▶ **Task requirements**:
Report every line in the items below that contains the word "Query", copying each line in full.

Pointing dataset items
####
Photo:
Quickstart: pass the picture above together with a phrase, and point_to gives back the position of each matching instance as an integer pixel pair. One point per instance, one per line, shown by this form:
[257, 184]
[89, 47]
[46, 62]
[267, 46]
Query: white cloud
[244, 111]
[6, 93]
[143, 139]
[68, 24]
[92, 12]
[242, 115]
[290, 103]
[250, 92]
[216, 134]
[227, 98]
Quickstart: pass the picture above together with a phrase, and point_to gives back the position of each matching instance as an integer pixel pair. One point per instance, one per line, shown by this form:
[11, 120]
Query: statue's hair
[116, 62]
####
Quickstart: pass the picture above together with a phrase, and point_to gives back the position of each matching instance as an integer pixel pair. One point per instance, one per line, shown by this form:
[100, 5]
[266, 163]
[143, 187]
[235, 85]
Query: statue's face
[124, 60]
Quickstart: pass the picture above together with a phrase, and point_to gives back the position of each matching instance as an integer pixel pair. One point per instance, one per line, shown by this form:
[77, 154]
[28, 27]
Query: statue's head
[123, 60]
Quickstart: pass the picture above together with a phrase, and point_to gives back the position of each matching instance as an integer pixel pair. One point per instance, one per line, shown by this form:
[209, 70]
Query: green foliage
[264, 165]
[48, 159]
####
▶ **Solution to this exercise**:
Query: white cloud
Query: statue's hair
Query: statue's face
Query: statue's head
Query: green foliage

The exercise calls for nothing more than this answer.